» Text block:
According to data from Fitch Ratings, it is anticipated that not-for-profit hospitals will be at least in line with the audited financial results for those hospitals with a fiscal year end in first half of 2024. However, full current year medians will remain well below pre-pandemic levels, even at the higher end of the rating spectrum.

The median operating margin for providers with early fiscal year ends improved to 1.2% during current year from -0.5% in current year 2023. A decline in personnel costs, particularly a continued drop in contract labor use, contributed to the improvement in operating profitability. Personnel costs as a percent of total operating revenues fell to 54.5% during 2024 from 55.4% in 2023 when comparing mid-year fiscal year end results.

Labor challenges continue to push base salary and wage expenses higher, leading to a significant median year-over-year expense increase of 6.9%, the Fitch Rating data shows. This would have been even higher without the sector’s ongoing efforts to recruit and retain talent, streamline operations and optimize supply chains. Fitch expects workforce development to remain a central focus for health systems to address labor shortages, enhance staff capabilities and maintain sustainable profitability levels.

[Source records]
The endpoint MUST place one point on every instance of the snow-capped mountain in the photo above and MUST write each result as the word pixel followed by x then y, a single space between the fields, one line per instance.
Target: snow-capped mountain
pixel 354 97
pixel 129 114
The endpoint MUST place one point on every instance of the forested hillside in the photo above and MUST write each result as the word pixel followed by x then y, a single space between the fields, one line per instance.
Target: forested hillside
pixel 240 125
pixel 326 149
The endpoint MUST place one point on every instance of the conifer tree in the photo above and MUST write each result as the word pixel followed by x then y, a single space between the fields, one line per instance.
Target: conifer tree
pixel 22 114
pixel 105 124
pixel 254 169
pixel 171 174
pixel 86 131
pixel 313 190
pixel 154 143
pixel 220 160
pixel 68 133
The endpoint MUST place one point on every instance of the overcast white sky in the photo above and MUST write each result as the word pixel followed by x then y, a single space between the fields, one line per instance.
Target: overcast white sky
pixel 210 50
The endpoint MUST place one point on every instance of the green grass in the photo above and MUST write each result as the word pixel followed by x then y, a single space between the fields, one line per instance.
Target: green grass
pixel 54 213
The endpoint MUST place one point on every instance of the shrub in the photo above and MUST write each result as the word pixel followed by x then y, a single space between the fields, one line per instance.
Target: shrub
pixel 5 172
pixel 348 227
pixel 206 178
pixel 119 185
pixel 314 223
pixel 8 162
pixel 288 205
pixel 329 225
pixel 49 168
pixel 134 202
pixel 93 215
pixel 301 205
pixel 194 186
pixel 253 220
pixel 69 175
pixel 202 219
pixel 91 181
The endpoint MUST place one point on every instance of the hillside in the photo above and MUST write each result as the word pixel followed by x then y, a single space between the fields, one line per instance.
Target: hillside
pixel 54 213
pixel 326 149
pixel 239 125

» Work required: Condense the paragraph of the hospital finance text that begins "The median operating margin" into a short bulleted list that keeps its main facts. This data has no connection to the hospital finance text.

» Answer area:
- For providers with early fiscal year ends, the median operating margin rose to 1.2%, up from -0.5% in 2023.
- Lower personnel costs, especially less use of contract labor, drove the improvement.
- Personnel costs fell from 55.4% of total operating revenues in 2023 to 54.5% in 2024, based on mid-year fiscal year end results.